START DATASET RECORDS

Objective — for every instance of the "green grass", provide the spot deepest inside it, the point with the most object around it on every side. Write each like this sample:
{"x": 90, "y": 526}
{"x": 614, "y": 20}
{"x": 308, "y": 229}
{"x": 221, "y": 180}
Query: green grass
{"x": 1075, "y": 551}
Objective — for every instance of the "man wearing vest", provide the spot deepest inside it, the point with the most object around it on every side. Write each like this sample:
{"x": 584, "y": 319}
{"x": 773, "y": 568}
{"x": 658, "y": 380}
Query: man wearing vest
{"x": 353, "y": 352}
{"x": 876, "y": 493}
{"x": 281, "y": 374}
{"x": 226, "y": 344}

END DATASET RECORDS

Retype every entry exactly.

ANSWER BOX —
Objective — for every instance of the "green grass", provide the spot deepest inside it, the point with the most object around it on every side. Write each like this sample:
{"x": 90, "y": 526}
{"x": 614, "y": 20}
{"x": 308, "y": 229}
{"x": 221, "y": 180}
Query: green grass
{"x": 1075, "y": 551}
Objective — for every instance of the "man wearing vest", provide the spot deepest inside it, the point with the most object around it on every side. Write each like this sample:
{"x": 584, "y": 319}
{"x": 773, "y": 568}
{"x": 658, "y": 380}
Query: man wearing vest
{"x": 353, "y": 352}
{"x": 876, "y": 493}
{"x": 281, "y": 374}
{"x": 226, "y": 344}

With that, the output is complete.